EXERCISE
Swap "tailgate" for "liftgate" in everything from the line containing "[locate] the white parking" down to the line containing "x=294, y=230", and give back only those entries with nothing else changed.

RECORDS FOR THIS EXERCISE
◇ ◇ ◇ ◇
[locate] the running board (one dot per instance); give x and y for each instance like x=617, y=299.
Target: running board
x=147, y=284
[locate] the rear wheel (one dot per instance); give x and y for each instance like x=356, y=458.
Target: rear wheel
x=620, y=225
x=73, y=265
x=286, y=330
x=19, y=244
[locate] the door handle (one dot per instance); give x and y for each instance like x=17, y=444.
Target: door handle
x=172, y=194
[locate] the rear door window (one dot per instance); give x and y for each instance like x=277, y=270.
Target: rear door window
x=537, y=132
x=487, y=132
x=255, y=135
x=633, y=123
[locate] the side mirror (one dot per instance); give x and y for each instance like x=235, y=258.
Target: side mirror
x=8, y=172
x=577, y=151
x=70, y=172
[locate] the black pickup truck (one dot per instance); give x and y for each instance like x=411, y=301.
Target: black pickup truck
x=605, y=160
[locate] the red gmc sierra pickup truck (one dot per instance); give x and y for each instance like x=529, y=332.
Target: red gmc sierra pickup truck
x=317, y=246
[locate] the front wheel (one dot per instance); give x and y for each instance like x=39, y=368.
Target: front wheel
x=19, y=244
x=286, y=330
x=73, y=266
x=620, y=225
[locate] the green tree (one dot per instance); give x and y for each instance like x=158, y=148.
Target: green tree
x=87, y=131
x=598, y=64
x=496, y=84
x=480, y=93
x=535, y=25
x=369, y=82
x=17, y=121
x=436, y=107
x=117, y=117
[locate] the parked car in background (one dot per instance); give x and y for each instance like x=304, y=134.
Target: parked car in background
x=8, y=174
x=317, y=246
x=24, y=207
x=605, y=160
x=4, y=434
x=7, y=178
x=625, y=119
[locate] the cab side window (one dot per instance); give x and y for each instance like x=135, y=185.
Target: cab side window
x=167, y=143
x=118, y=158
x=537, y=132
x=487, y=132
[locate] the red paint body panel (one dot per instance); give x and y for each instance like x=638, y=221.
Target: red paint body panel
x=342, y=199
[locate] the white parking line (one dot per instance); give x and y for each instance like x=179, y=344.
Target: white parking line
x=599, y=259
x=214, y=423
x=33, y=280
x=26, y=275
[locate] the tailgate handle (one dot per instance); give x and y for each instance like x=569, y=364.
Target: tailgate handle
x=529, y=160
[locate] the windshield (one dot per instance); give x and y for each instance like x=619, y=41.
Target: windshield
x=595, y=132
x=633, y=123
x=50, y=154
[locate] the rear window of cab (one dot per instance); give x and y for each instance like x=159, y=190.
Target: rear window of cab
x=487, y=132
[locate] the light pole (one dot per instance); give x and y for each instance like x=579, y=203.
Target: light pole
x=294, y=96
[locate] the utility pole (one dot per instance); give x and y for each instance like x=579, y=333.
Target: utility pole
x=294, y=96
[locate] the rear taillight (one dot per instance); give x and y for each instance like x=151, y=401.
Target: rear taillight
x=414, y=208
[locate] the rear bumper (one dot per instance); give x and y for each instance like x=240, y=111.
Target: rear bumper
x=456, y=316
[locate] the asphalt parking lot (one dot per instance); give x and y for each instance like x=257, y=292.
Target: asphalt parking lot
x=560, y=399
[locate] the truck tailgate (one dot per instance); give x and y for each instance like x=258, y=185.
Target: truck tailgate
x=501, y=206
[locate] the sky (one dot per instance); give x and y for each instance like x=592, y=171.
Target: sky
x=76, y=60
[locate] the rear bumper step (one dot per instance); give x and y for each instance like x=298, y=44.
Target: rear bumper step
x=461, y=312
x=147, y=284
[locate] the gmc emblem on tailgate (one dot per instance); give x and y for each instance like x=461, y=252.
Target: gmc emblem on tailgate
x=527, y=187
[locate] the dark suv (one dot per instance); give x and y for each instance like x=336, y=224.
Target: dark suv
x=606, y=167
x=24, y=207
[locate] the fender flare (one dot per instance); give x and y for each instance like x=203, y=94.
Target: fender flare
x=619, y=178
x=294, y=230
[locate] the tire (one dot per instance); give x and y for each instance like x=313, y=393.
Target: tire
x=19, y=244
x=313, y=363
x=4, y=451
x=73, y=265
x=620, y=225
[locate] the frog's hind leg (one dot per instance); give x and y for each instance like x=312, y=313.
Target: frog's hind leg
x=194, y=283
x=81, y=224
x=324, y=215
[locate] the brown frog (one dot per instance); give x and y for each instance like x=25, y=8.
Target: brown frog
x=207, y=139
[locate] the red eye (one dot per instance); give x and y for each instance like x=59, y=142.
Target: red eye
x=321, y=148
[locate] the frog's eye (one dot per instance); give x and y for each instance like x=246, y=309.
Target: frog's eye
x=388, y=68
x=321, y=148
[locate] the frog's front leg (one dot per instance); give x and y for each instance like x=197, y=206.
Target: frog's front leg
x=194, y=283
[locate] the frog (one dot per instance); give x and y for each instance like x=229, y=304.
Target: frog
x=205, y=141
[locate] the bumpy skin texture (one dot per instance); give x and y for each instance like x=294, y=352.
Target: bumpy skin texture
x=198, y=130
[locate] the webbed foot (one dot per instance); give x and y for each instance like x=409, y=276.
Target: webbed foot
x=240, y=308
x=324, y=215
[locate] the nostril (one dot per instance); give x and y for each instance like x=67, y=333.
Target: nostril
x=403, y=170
◇ ◇ ◇ ◇
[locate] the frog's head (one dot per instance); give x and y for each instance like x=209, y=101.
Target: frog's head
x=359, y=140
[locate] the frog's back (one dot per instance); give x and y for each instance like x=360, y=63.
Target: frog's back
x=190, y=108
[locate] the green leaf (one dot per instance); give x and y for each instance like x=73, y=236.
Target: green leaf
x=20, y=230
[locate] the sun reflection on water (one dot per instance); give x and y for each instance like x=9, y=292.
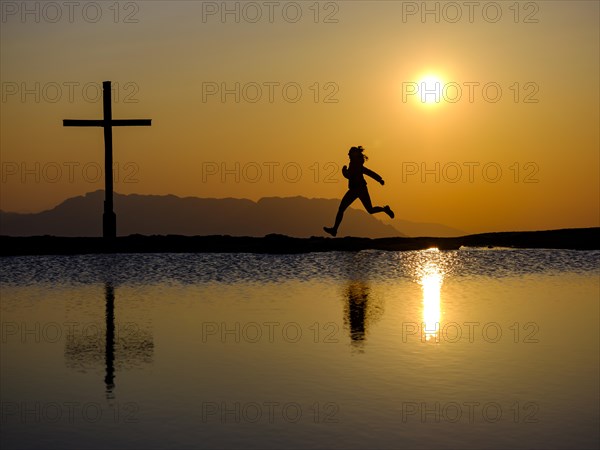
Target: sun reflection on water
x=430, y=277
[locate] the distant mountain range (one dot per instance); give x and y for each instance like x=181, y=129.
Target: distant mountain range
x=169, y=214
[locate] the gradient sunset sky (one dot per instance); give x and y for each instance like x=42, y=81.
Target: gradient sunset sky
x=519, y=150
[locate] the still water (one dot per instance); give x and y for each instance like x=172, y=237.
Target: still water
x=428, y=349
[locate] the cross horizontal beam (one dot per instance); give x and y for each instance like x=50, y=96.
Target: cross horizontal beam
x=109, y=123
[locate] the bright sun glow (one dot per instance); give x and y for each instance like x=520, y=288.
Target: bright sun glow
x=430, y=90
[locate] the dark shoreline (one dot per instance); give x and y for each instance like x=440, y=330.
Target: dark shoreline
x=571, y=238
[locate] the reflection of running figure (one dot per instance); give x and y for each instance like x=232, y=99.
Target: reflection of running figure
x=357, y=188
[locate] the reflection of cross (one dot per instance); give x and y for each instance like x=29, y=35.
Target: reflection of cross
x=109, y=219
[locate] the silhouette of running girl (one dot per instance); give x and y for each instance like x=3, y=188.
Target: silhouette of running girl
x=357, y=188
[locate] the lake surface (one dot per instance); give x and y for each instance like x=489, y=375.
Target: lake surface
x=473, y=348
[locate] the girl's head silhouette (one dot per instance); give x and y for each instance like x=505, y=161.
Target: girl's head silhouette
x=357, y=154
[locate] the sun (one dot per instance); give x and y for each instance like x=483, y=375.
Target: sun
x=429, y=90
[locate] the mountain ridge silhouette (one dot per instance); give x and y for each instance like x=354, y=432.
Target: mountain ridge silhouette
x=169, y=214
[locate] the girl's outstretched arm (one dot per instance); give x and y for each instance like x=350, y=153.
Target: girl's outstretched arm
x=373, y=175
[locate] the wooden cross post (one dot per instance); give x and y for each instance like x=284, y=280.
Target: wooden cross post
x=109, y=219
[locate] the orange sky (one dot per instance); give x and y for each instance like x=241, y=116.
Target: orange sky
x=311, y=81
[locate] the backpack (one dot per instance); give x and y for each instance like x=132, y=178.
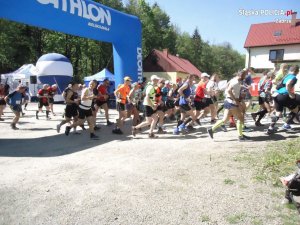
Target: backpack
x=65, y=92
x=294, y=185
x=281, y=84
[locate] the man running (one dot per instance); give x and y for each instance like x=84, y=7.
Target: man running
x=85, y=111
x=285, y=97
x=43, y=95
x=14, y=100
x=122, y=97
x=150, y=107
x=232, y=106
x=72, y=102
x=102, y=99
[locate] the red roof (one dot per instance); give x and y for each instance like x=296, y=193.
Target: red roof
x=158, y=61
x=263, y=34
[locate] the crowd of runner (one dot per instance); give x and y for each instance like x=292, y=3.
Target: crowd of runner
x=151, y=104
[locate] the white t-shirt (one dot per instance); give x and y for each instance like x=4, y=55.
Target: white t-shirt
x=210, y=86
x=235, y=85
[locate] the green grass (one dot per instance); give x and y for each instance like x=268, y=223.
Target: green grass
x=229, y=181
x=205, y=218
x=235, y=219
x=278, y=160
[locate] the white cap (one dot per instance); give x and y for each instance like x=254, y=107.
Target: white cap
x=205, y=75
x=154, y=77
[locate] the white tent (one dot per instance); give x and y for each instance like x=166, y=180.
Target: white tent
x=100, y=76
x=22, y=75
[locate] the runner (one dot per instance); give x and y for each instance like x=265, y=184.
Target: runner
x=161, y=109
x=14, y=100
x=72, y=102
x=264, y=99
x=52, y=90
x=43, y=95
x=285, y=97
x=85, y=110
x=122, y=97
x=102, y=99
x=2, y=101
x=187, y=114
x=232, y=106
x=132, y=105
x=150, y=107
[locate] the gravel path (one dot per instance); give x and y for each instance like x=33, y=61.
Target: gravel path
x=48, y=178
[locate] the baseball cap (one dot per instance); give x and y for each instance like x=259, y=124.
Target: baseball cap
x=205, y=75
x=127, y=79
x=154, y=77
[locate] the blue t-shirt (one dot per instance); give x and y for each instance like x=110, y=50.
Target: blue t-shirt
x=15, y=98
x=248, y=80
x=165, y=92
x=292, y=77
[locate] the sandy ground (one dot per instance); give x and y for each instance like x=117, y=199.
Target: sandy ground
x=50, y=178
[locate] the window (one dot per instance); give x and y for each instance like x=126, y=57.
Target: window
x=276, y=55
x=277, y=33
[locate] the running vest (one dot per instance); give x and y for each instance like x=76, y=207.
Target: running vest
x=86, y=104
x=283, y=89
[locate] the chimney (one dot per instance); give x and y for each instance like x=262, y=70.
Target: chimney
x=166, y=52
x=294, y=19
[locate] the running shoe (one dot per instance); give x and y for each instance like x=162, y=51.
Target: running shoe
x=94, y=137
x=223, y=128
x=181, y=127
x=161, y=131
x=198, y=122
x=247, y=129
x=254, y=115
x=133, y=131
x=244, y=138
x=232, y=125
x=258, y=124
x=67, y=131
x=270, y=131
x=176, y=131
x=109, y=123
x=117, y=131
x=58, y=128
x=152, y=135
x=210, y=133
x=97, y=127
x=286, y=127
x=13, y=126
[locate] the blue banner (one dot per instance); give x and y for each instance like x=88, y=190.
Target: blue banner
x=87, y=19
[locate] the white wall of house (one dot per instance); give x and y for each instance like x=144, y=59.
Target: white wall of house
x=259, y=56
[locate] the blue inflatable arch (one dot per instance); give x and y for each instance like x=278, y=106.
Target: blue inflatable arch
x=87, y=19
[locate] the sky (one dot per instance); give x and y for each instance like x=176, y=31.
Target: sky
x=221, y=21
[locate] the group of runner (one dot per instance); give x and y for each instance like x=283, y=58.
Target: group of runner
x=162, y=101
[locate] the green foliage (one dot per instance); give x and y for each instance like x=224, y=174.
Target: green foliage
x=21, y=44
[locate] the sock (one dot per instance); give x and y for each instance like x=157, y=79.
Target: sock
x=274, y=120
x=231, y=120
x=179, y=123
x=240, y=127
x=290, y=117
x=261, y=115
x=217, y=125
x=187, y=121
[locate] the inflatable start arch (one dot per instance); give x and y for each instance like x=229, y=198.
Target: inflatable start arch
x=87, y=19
◇ ◇ ◇ ◇
COMPLETE RESPONSE
[locate] the white parking line (one dot per instance); give x and y for each instance like x=179, y=344.
Target: white parking line
x=599, y=259
x=214, y=423
x=33, y=280
x=26, y=275
[locate] the liftgate handle (one dot per instance); give x and y for each instance like x=569, y=364.
Target: liftgate handle
x=529, y=160
[locate] the windshield (one dot per instance); give x and y for each instance like x=619, y=41.
Target: windshield
x=595, y=132
x=633, y=123
x=50, y=154
[locate] the rear window of cab (one dot per instance); give x and y for each instance like x=159, y=190.
Target: rear window of cab
x=487, y=132
[locate] the light pole (one dot per instance); give x and y for each instance like x=579, y=203.
Target: light pole
x=294, y=96
[locate] the utility pole (one dot per instance); give x and y for each instance like x=579, y=333.
Target: utility pole
x=294, y=96
[locate] the rear taillight (one dot per instance); give x and y for each instance like x=151, y=401.
Target: rear taillight
x=414, y=208
[locate] the rear bumper (one dot per instance); give x and y for each instance like x=240, y=111.
Target: rear bumper
x=456, y=316
[locate] the asphalt parking lot (one dot per instance); give x and y for each instance like x=257, y=292.
Target: asphalt parking lot
x=560, y=399
[locate] the truck liftgate (one dot per instance); give x and y for each instance like x=258, y=185.
Target: truck liftgate
x=501, y=206
[locate] the sky (one dot per instance); give x and y for each instance like x=592, y=171.
Target: sky
x=76, y=60
[locate] the rear bumper step (one dot per instance); give x and y for each instance like x=298, y=44.
Target: rear bumper step
x=461, y=312
x=147, y=284
[locate] the gmc emblem on liftgate (one dot per instance); give x and y for each instance like x=461, y=252.
Target: gmc emblem on liftgate
x=527, y=187
[locate] the dark suv (one dot per instance); give x and y for each instance like x=336, y=224.
Target: dark suv
x=606, y=167
x=24, y=207
[locate] the fender flare (one dot per instance); give x and y for each instance like x=203, y=94.
Target: fender flare
x=619, y=178
x=294, y=230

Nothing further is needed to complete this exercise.